··· DATASET ···

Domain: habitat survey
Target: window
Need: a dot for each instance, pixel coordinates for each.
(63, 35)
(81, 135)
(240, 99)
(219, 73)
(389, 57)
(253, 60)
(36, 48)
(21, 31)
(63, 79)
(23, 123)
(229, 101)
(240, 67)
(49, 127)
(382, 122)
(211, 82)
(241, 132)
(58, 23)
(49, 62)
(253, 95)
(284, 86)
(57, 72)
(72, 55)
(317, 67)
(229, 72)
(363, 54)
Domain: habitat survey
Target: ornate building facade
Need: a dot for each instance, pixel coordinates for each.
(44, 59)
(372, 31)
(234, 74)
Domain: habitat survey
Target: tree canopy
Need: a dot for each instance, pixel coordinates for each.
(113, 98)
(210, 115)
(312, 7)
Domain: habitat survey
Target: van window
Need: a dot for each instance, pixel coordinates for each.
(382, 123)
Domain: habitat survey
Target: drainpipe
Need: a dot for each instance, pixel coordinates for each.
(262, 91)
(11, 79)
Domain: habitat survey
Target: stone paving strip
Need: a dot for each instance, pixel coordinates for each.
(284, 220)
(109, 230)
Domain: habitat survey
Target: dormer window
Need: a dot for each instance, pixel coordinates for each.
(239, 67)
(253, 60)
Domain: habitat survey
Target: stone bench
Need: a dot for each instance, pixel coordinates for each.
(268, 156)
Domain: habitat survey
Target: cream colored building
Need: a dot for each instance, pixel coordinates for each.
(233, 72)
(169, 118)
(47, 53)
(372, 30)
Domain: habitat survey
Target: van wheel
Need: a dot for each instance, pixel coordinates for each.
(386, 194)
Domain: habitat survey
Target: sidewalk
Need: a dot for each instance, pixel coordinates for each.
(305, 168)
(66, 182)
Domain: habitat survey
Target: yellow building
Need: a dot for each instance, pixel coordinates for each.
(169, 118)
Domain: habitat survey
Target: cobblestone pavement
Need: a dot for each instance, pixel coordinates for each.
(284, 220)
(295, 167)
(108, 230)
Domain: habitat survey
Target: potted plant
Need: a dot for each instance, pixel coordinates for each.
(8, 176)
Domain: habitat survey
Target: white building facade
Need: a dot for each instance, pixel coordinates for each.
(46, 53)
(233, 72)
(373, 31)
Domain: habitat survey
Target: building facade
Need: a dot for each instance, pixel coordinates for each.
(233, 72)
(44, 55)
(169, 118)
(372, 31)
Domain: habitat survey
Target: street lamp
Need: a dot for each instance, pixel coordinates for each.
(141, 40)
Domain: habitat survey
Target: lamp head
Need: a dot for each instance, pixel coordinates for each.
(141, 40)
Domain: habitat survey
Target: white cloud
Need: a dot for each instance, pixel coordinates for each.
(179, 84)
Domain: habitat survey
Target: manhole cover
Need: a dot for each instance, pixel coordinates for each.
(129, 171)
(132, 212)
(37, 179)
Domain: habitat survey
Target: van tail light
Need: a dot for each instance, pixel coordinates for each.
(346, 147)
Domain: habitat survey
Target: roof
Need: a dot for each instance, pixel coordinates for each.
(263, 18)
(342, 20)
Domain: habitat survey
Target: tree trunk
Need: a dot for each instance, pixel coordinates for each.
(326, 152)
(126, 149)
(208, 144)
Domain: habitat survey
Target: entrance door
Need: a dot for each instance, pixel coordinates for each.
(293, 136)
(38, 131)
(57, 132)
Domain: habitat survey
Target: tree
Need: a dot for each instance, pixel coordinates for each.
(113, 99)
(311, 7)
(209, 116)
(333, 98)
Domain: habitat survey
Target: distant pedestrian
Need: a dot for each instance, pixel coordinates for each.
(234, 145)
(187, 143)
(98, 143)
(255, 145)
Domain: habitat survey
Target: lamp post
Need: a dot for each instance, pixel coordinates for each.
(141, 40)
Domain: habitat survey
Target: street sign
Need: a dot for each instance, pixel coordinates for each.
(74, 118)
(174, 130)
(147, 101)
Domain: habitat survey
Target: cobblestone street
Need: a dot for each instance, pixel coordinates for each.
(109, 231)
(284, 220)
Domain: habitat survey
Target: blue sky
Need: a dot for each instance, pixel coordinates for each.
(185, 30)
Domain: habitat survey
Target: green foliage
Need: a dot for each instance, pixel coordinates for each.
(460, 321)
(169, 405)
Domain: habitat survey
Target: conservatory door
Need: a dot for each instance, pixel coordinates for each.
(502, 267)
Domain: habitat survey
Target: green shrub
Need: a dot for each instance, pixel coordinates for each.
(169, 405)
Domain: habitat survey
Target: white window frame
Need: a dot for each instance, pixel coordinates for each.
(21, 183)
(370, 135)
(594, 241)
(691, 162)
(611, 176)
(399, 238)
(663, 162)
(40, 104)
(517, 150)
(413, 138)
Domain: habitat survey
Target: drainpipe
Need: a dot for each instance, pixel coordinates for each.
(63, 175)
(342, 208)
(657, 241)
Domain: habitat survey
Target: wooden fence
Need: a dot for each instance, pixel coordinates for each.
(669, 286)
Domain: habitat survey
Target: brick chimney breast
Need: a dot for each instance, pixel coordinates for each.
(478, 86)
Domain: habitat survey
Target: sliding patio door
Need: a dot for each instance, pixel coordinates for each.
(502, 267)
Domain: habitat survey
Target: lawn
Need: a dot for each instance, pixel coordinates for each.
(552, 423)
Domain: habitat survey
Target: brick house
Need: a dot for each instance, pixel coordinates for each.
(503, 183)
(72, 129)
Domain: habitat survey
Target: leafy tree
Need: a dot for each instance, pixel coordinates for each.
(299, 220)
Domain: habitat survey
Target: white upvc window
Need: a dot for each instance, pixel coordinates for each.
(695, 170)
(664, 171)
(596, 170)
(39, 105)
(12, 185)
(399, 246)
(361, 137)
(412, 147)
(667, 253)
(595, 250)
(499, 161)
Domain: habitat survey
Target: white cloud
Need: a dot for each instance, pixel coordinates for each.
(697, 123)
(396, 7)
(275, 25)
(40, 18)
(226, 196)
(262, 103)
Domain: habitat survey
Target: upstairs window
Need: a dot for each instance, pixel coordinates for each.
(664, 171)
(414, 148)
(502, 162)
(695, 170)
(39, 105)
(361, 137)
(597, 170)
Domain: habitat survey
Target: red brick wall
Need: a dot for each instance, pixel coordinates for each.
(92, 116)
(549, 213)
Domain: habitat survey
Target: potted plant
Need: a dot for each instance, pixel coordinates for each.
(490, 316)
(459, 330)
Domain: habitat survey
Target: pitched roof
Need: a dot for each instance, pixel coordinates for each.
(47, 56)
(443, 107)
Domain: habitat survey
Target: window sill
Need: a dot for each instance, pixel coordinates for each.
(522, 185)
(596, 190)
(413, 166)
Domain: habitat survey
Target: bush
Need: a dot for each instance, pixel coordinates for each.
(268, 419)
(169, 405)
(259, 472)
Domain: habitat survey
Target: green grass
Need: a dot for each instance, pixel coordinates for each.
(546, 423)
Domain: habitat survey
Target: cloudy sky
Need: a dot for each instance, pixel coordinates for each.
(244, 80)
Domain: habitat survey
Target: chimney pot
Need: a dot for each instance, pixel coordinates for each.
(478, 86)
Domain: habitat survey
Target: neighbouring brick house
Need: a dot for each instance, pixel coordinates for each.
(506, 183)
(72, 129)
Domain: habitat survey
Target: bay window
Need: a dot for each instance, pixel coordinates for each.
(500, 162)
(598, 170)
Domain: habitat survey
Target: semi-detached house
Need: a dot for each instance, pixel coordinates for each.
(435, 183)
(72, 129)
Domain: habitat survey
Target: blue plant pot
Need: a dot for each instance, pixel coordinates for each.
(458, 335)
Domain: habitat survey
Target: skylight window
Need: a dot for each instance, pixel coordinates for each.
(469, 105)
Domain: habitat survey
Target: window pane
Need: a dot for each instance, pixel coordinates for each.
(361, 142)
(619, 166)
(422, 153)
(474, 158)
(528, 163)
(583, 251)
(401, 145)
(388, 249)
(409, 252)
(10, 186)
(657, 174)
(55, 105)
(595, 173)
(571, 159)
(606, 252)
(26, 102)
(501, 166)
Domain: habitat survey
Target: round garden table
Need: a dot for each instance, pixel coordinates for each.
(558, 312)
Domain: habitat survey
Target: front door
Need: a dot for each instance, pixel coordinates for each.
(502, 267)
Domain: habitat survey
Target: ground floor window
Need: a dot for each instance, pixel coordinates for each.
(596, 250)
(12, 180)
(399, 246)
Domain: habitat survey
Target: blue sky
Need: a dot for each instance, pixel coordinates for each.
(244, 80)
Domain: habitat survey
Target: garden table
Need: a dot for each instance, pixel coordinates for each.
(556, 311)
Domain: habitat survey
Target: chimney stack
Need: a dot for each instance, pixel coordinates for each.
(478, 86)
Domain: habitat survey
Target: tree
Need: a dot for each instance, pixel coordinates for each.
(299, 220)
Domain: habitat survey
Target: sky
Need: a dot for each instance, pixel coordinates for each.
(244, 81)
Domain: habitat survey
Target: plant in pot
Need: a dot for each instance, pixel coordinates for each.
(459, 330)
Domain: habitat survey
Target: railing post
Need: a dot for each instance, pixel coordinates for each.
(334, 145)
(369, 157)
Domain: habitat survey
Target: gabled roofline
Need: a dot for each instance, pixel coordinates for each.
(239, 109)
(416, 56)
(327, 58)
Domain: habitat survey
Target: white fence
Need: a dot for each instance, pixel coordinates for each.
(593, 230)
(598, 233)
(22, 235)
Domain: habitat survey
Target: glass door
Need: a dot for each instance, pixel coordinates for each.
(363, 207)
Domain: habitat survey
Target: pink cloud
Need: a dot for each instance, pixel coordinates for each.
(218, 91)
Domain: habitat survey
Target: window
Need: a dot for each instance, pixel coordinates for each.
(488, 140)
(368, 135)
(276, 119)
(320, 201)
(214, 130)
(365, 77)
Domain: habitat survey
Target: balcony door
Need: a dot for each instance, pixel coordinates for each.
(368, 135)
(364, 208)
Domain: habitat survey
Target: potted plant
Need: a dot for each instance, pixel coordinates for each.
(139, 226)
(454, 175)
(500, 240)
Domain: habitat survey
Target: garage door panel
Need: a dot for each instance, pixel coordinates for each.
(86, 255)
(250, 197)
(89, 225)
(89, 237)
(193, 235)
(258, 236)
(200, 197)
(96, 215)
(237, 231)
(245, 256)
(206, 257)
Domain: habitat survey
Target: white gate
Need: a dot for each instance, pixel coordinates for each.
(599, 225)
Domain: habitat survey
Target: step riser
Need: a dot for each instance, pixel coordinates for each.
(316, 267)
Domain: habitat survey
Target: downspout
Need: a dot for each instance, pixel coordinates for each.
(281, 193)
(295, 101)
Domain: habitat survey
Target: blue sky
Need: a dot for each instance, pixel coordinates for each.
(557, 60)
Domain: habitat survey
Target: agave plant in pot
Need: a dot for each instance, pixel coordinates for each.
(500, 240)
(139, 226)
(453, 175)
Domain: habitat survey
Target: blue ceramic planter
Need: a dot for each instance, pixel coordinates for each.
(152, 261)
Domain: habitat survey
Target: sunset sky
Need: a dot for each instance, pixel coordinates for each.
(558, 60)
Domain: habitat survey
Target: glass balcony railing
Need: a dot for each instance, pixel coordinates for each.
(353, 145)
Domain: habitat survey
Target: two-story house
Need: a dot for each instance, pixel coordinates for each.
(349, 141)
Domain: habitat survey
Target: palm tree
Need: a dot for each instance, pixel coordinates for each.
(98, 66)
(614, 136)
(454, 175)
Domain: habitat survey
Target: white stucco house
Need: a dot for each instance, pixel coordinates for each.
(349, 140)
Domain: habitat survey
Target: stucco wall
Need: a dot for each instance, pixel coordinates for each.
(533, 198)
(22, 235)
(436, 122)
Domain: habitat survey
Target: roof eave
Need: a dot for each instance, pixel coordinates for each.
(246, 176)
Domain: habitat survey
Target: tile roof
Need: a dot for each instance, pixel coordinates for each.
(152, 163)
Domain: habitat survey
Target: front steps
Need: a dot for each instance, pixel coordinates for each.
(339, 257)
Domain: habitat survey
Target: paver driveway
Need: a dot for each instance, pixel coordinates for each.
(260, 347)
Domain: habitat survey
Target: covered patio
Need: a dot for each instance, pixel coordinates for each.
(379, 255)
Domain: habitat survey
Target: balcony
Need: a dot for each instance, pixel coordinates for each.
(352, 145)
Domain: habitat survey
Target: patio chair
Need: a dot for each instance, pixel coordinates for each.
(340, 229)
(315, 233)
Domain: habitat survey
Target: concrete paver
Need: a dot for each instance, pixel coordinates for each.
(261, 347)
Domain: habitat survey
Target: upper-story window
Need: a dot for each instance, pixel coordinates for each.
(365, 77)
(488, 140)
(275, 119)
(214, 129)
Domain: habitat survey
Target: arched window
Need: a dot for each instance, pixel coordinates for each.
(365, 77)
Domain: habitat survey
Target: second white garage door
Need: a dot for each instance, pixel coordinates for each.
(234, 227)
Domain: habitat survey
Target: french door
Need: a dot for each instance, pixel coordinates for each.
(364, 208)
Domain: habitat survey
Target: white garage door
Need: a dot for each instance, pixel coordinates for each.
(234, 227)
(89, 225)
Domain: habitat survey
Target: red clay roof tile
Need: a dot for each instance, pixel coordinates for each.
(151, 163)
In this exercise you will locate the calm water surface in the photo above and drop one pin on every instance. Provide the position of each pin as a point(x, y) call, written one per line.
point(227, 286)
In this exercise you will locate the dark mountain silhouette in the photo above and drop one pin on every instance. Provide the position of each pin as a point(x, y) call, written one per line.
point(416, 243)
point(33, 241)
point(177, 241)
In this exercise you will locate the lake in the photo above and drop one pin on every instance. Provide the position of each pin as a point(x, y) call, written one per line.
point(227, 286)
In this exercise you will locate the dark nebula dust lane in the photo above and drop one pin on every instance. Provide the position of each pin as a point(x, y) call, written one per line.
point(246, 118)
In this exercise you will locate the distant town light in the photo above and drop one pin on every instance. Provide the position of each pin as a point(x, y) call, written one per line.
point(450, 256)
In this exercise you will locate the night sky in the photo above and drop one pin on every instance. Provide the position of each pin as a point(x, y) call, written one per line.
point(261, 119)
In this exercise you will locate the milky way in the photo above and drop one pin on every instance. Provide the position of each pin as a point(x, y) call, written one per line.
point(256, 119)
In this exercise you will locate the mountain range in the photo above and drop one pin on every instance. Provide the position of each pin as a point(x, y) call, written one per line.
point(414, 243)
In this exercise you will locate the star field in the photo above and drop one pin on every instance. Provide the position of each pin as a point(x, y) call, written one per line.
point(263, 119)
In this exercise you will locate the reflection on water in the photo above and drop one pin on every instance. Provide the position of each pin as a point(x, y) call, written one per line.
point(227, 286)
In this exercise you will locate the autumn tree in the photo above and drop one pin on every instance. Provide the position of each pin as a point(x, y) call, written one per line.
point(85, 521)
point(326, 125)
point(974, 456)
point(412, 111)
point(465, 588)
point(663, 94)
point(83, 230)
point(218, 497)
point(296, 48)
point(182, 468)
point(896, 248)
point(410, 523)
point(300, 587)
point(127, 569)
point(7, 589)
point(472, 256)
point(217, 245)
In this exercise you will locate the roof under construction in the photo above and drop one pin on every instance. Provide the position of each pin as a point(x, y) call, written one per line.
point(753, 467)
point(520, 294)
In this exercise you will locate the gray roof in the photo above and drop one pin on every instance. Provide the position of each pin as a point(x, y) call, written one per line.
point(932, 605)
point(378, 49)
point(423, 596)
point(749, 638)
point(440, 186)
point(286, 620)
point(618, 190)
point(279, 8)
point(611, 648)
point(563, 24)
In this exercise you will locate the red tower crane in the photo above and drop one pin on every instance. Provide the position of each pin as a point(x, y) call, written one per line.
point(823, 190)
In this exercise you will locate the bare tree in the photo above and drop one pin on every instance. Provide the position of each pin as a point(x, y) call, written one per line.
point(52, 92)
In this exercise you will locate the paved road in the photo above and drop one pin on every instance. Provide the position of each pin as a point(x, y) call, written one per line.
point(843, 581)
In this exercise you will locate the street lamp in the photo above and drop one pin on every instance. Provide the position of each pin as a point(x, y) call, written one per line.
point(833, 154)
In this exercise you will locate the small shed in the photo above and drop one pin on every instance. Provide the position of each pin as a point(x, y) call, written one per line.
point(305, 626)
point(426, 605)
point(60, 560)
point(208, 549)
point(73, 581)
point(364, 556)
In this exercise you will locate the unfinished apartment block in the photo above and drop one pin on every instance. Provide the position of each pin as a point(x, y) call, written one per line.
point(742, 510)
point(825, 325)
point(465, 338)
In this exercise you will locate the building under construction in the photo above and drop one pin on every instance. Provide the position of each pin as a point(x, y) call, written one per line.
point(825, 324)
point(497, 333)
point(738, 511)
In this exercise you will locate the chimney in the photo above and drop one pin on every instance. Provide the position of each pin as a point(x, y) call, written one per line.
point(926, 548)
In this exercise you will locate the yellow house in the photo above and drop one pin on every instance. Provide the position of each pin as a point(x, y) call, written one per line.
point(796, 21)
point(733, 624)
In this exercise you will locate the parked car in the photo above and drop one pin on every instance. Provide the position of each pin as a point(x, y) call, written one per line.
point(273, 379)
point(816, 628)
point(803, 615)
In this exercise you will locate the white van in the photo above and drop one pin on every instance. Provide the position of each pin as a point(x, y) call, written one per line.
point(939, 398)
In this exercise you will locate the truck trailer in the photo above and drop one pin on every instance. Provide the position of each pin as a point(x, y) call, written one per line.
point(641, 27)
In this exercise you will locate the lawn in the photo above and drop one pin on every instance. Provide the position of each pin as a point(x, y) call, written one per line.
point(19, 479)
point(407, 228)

···

> **CHALLENGE**
Output the line containing "In this exercise you will locate the parked" and all lines after it to the end of the records, exactly as given.

> **SOLUTION FOR THIS PROBLEM**
In this exercise you will locate the parked car in the photo above and drop one pin on every instance. Provide the position of each pin as a point(x, y) call, written one per line.
point(273, 379)
point(816, 628)
point(803, 615)
In this exercise you will locate the white van in the photo above and drop one pin on every instance. Provide the position of each pin as a point(x, y) call, written one per line.
point(939, 398)
In this exercise you will locate the truck trailer in the photo above and drop one pin on every instance. Provide the position of each pin as a point(x, y) call, written one per line.
point(641, 27)
In this exercise you will locate the lawn in the photo above and drop one pin on every instance. Provide the position of each pin as a point(x, y) call, written one per line.
point(19, 479)
point(407, 228)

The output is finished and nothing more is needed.